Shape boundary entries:
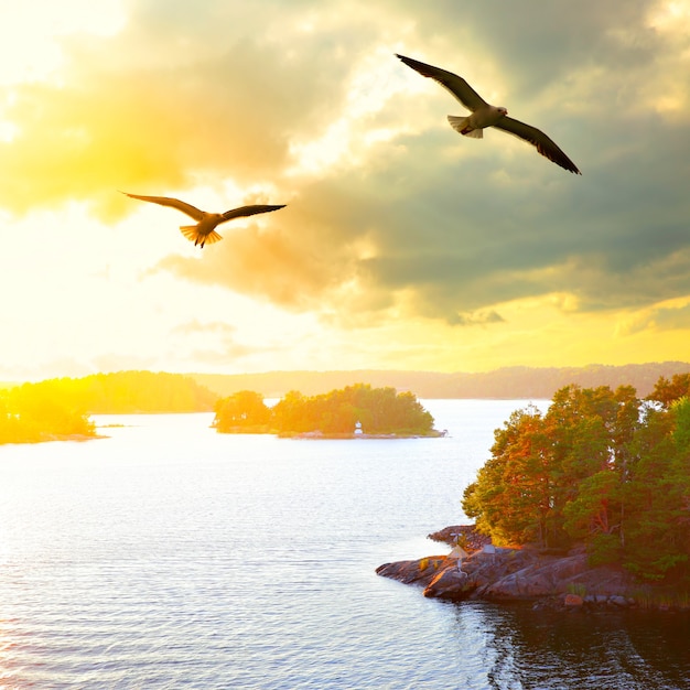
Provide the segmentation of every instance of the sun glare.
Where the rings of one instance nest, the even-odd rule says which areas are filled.
[[[0,85],[55,78],[63,64],[61,41],[77,33],[114,35],[125,22],[122,0],[2,3]]]

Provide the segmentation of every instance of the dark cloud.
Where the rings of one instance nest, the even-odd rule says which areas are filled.
[[[653,29],[654,6],[133,3],[121,35],[79,45],[62,87],[18,89],[8,112],[22,132],[0,144],[0,204],[79,197],[115,216],[122,186],[270,182],[285,209],[224,226],[203,261],[170,256],[159,269],[343,323],[355,306],[366,317],[405,303],[487,325],[500,323],[499,304],[550,293],[574,295],[581,311],[683,297],[690,103],[679,91],[662,111],[657,94],[687,80],[678,41],[690,41]],[[547,131],[583,176],[499,131],[457,136],[445,116],[463,109],[431,80],[349,122],[359,138],[395,132],[355,163],[289,174],[291,145],[337,121],[360,61],[381,45],[381,74],[423,80],[396,61],[402,40],[481,93],[496,85],[475,83],[479,73],[500,75],[502,105]]]

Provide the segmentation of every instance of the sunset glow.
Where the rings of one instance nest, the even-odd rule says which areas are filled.
[[[690,1],[643,4],[0,10],[0,380],[688,360]],[[202,250],[120,191],[287,207]]]

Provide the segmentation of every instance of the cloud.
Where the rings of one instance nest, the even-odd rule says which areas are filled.
[[[498,305],[535,297],[586,313],[690,294],[690,94],[675,86],[690,40],[667,3],[131,9],[118,34],[65,39],[62,84],[14,88],[4,208],[80,198],[117,218],[121,187],[263,185],[288,207],[157,270],[352,327],[504,327]],[[498,131],[459,137],[445,116],[462,107],[395,52],[463,74],[583,177]]]

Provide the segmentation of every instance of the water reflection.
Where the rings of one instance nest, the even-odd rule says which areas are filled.
[[[690,688],[690,615],[545,612],[530,604],[455,606],[467,688]],[[474,649],[467,649],[467,645]]]

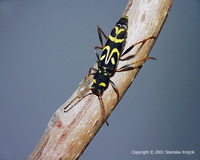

*Task description*: Lay out every line of the items above as a numbered list, skipping blank lines and leaving out the pictures.

*Answer to the task*:
1. Provide the segmentation of every instance of the sun glare.
2. Where the rings of one instance nest, the even-odd rule says which areas are filled.
3. [[[0,85],[55,78],[63,64],[61,41],[77,33],[114,35],[125,22],[122,0],[2,3]]]
4. Provide the segmentation of every instance of the dark cloud.
5. Where the rings of one instance nest, the even-odd rule says which areas are filled.
6. [[[653,29],[654,6],[133,3],[121,35],[79,45],[62,87],[18,89],[8,112],[22,132],[0,144],[0,204],[79,197],[115,216],[122,186],[270,182],[285,209],[224,226],[203,261],[170,256],[159,269],[343,323],[355,306],[366,317],[405,303],[487,325],[500,323],[499,304],[550,293],[574,295],[581,311],[683,297],[690,103],[679,91],[662,111],[657,94],[687,80],[678,41],[690,41]],[[547,131],[583,176],[499,131],[457,136],[445,116],[463,109],[431,80],[349,122],[359,138],[395,132],[355,163],[289,174],[291,145],[337,121],[360,61],[381,45],[381,74],[423,80],[396,61],[402,40],[481,93],[496,85],[475,83],[479,73],[500,75],[502,105]]]
7. Provide the segmentation of every instance of the sunset glow.
8. Where the rings of one instance nest, the even-odd rule says which areas are filled.
9. [[[690,1],[643,4],[0,10],[0,380],[688,360]],[[202,250],[120,191],[287,207]]]
10. Provide the segmentation of every instance of the cloud.
11. Where the rings of one instance nest, the even-odd rule says which areas are filled.
12. [[[498,305],[535,297],[586,313],[690,294],[690,94],[675,86],[690,40],[667,3],[131,9],[118,34],[65,39],[62,84],[14,88],[4,208],[80,198],[117,218],[121,187],[263,185],[288,207],[157,270],[352,327],[504,327]],[[498,131],[459,137],[445,116],[462,107],[395,52],[463,74],[583,177]]]
13. Provide the segmentation of every instance of the water reflection.
14. Where the rings of one instance nest, the even-odd rule says which areas are filled.
15. [[[690,688],[690,615],[545,612],[530,604],[455,606],[467,688]],[[474,649],[467,649],[467,645]]]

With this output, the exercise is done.